* **Passage given**:

>>>

The memo elaborated on an idea Trump floated in August, when he suggested seizing all remittances tied to "illegal wages."
Trump released his plan as polls opened in Wisconsin, where U.S. Senator Ted Cruz of Texas appears poised for victory and is presenting himself as a uniter for Republican voters despite a Senate tenure marked by bitter feuds and uncompromising stances.
With Ohio Governor John Kasich running a distant third, Cruz hopes a win on Tuesday will show he can unite the disparate factions of the party. Cruz says he is the only candidate who can beat Trump for the nomination for the November 8 election.
After a week of headlines focused on his missteps and his lag in Wisconsin polls, Trump turned to illegal immigration as a cornerstone of his campaign that is popular with his supporters. The New York billionaire has drawn strong criticism for his harsh rhetoric on Muslims, women and immigration, including his references to some Mexican immigrants as criminals.
The Trump plan detailed on Tuesday cited $24 billion a year in remittances to Mexico from its citizens in the United States, most of whom the campaign said were there illegally. It proposed modifying a financial provision of an anti-terrorism law to require immigrants to prove they are in the United States legally before they can wire money outside the country.
Asked about Trump's remittances plan, Democratic President Barack Obama called it unworkable. "The notion that we're going to track every Western Union bit of money that's being sent to Mexico, good luck with that," Obama said at a White House press briefing.
Some Republicans were also critical.
"It's just another example of why he's an unserious candidate," said U.S. Senator Jeff Flake of Arizona.
Trump said on Tuesday he was "absolutely, 100 percent" behind the wall plan. Talking to reporters as he shook hands with patrons at a George Webb diner in Wauwatosa, Wisconsin, Trump said the $10 billion cost of the wall would be a fraction of the $58 billion annual trade deficit between the United States and Mexico. Mexico has repeatedly said it will not pay for a wall.
Trump also reprised his assault on free-trade deals on Tuesday, and called Ford's plan to invest $1.6 billion to build more small cars in Mexico an "absolute disgrace."
"I think we're going to do very well in Wisconsin," he told reporters. He declined a customer's offer to let him try on one of the dairy state's signature "cheesehead" hats.
The real estate magnate has dismissed Cruz's claim he can unify the party, saying at rallies that "everybody hates Cruz."

<<<

* **Tasks to perform**:
1) In the article on Trump's remittance plan, copy word for word the part starting with "Asked about Trump's" and going on through "were also critical.".
2) Turn the paragraph of the article on Trump's remittance plan that begins "The Trump plan detailed on Tuesday" into a short bulleted list that keeps its main facts.
3) Write what comes next in the article on Trump's remittance plan, picking up after its final sentence.
The items after this point come from an unrelated source.

* **Stored data**:
>>>

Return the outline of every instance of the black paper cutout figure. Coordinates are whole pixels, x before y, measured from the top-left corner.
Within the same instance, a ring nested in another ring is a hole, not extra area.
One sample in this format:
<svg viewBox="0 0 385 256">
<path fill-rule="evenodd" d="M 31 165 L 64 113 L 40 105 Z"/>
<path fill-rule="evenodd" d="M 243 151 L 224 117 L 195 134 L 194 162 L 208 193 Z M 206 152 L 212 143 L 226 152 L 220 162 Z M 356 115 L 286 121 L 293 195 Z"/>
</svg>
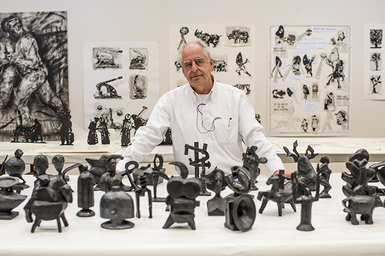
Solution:
<svg viewBox="0 0 385 256">
<path fill-rule="evenodd" d="M 188 28 L 186 27 L 182 27 L 181 28 L 181 29 L 179 30 L 179 32 L 181 33 L 181 41 L 179 42 L 179 45 L 178 46 L 178 49 L 177 49 L 178 51 L 179 51 L 181 46 L 187 44 L 186 39 L 184 39 L 184 36 L 188 34 Z M 177 71 L 179 71 L 179 70 L 177 69 Z"/>
<path fill-rule="evenodd" d="M 248 42 L 248 33 L 247 31 L 241 31 L 239 29 L 234 29 L 230 34 L 227 34 L 229 40 L 234 39 L 234 44 L 243 42 L 247 44 Z"/>
<path fill-rule="evenodd" d="M 199 148 L 199 142 L 194 142 L 194 146 L 186 144 L 184 145 L 184 154 L 186 155 L 188 155 L 188 150 L 194 151 L 194 160 L 192 161 L 191 158 L 189 158 L 188 161 L 189 161 L 190 165 L 192 165 L 195 167 L 195 178 L 198 179 L 201 182 L 201 191 L 199 195 L 209 196 L 211 196 L 211 193 L 206 190 L 206 180 L 207 179 L 206 176 L 206 167 L 208 169 L 211 166 L 210 162 L 208 161 L 206 162 L 210 157 L 208 155 L 208 153 L 206 151 L 207 144 L 204 143 L 202 148 Z M 202 158 L 199 158 L 200 153 L 204 155 L 205 156 Z M 200 178 L 199 178 L 200 167 L 202 168 Z"/>
<path fill-rule="evenodd" d="M 221 191 L 227 186 L 224 173 L 215 168 L 207 176 L 206 185 L 207 188 L 214 191 L 214 197 L 207 201 L 207 212 L 209 216 L 224 216 L 226 210 L 226 199 L 221 197 Z"/>
<path fill-rule="evenodd" d="M 320 55 L 325 60 L 326 63 L 333 68 L 333 73 L 329 75 L 330 79 L 326 85 L 329 86 L 331 82 L 334 82 L 337 79 L 338 84 L 337 88 L 342 88 L 340 81 L 344 81 L 345 75 L 343 74 L 343 61 L 339 59 L 338 49 L 336 48 L 333 48 L 330 52 L 329 58 L 328 58 L 324 53 L 321 53 Z"/>
<path fill-rule="evenodd" d="M 122 135 L 122 146 L 127 146 L 131 145 L 131 130 L 133 129 L 133 123 L 131 121 L 131 115 L 126 114 L 123 120 L 123 124 L 122 126 L 122 131 L 120 134 Z"/>
<path fill-rule="evenodd" d="M 319 173 L 321 175 L 319 178 L 319 184 L 323 186 L 323 190 L 320 193 L 319 198 L 332 198 L 332 196 L 329 194 L 332 189 L 332 186 L 329 183 L 330 175 L 332 174 L 332 170 L 329 167 L 330 161 L 329 158 L 326 156 L 321 157 L 319 161 L 322 163 L 319 166 Z"/>
<path fill-rule="evenodd" d="M 122 96 L 118 95 L 117 90 L 112 86 L 109 84 L 108 82 L 112 82 L 118 79 L 121 79 L 122 76 L 120 76 L 116 78 L 107 80 L 104 82 L 100 82 L 97 84 L 97 92 L 93 95 L 95 99 L 120 99 Z M 105 93 L 103 92 L 102 89 L 104 88 L 107 91 Z"/>
<path fill-rule="evenodd" d="M 107 127 L 107 123 L 104 118 L 101 117 L 99 119 L 99 126 L 98 126 L 98 131 L 100 132 L 101 140 L 102 144 L 108 144 L 110 143 L 110 133 Z"/>
<path fill-rule="evenodd" d="M 293 143 L 293 152 L 295 155 L 291 153 L 285 146 L 283 147 L 283 150 L 287 154 L 287 157 L 293 157 L 294 162 L 298 163 L 296 172 L 298 173 L 297 177 L 298 180 L 303 182 L 311 191 L 314 191 L 316 188 L 317 173 L 310 162 L 310 159 L 318 156 L 318 153 L 314 154 L 314 150 L 310 145 L 308 145 L 305 154 L 300 156 L 297 151 L 298 146 L 298 142 L 296 140 Z M 310 152 L 311 154 L 309 155 L 308 152 Z"/>
<path fill-rule="evenodd" d="M 72 145 L 74 140 L 70 113 L 69 110 L 62 110 L 59 112 L 59 121 L 62 123 L 62 127 L 59 130 L 59 135 L 62 140 L 61 145 Z"/>
<path fill-rule="evenodd" d="M 87 139 L 87 143 L 89 145 L 95 145 L 98 144 L 98 134 L 97 134 L 97 126 L 98 125 L 98 122 L 99 121 L 99 117 L 95 117 L 93 119 L 93 121 L 90 119 L 89 125 L 88 125 L 88 129 L 89 132 L 88 132 L 88 137 Z"/>
<path fill-rule="evenodd" d="M 243 71 L 245 74 L 252 76 L 252 75 L 246 70 L 246 68 L 245 68 L 245 64 L 247 62 L 249 63 L 250 61 L 248 61 L 248 59 L 246 59 L 246 60 L 245 60 L 245 62 L 244 62 L 242 57 L 242 53 L 241 52 L 238 53 L 238 55 L 237 55 L 237 59 L 236 59 L 235 62 L 238 66 L 238 67 L 235 72 L 237 72 L 238 75 L 241 75 L 241 71 Z"/>
<path fill-rule="evenodd" d="M 219 42 L 219 37 L 222 36 L 222 35 L 218 35 L 217 34 L 210 35 L 207 33 L 203 33 L 201 31 L 198 32 L 198 29 L 195 31 L 195 35 L 205 42 L 207 46 L 209 47 L 210 44 L 211 44 L 214 48 L 217 47 L 217 45 Z"/>
<path fill-rule="evenodd" d="M 250 90 L 250 84 L 249 83 L 237 83 L 235 86 L 233 86 L 234 87 L 240 89 L 242 91 L 244 91 L 246 89 L 246 95 L 248 95 L 250 94 L 251 90 Z"/>
<path fill-rule="evenodd" d="M 180 162 L 171 162 L 170 164 L 176 165 L 181 175 L 170 178 L 167 183 L 168 196 L 166 199 L 167 205 L 171 206 L 171 211 L 163 228 L 167 228 L 175 223 L 187 223 L 191 229 L 195 229 L 194 209 L 199 206 L 195 198 L 201 190 L 200 183 L 196 178 L 186 179 L 188 170 Z"/>
<path fill-rule="evenodd" d="M 313 56 L 311 59 L 307 58 L 307 56 L 305 54 L 302 59 L 303 62 L 303 66 L 305 66 L 305 69 L 306 69 L 306 74 L 310 74 L 310 76 L 313 76 L 313 73 L 312 73 L 312 63 L 314 61 L 315 56 Z"/>
<path fill-rule="evenodd" d="M 282 216 L 282 209 L 284 207 L 283 204 L 288 203 L 294 211 L 297 211 L 296 205 L 293 198 L 293 190 L 291 183 L 284 184 L 285 179 L 287 177 L 284 175 L 284 170 L 279 170 L 279 174 L 273 174 L 266 182 L 266 185 L 272 185 L 272 189 L 268 191 L 258 193 L 258 200 L 263 199 L 259 213 L 262 214 L 267 204 L 267 202 L 272 201 L 277 203 L 278 206 L 278 215 Z"/>
</svg>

<<<

* **Responses for each task**:
1)
Asked about Trump's remittances plan, Democratic President Barack Obama called it unworkable. "The notion that we're going to track every Western Union bit of money that's being sent to Mexico, good luck with that," Obama said at a White House press briefing.
Some Republicans were also critical.

2)
- The plan cited $24 billion a year in remittances sent to Mexico by its citizens in the United States.
- The campaign said most of those senders were in the country illegally.
- It proposed changing a financial provision of an anti-terrorism law.
- Under that change, immigrants would have to prove they are in the United States legally before wiring money outside the country.

3)
And it is an unlikely role for Cruz, who has had a stormy relationship with party leaders since he forced the U.S. government to shut down for six days in 2013 in a budget fight with Obama. But enmity toward Trump among many in the party establishment was enough for five of his former White House rivals to back Cruz.
In the Democratic race, U.S. Senator Bernie Sanders of Vermont has a slender lead in opinion polls in Wisconsin over front-runner Hillary Clinton and is trying to add to his momentum after winning five of the last six contests. He still faces a tough task in defeating Clinton for the nomination.
'Fevered pipe dream'
Cruz told reporters that only he and Trump had the ability to earn the 1,237 delegates from the primary contests necessary to win the nomination outright or to survive a contested convention.
Cruz also rejected talk that establishment Republicans might seek to nominate a new face at the convention, calling it a "fevered pipe dream of Washington that at the convention they will parachute in some white knight."
While Cruz may carry the day in Wisconsin, the road to the nomination does not get any easier for him. The next states to vote, including New York on April 19 and five Northeastern states on April 26, are more Trump-friendly territory.
Trump leads with 737 delegates and Cruz has 475, according to an Associated Press count. Kasich, with 143 delegates, has no chance to gather enough delegates to win on the first ballot but hopes to win support during a contested convention.
In his remarks on Tuesday, Obama took a jab at both Trump and Cruz, saying foreign leaders constantly asked him about "some of the wackier suggestions" made during the campaign.
"I do have to emphasize that it's not just Mr. Trump's proposals. You're also hearing concerns about Mr. Cruz's proposals, which in some ways are just as draconian when it comes to immigration, for example," Obama said.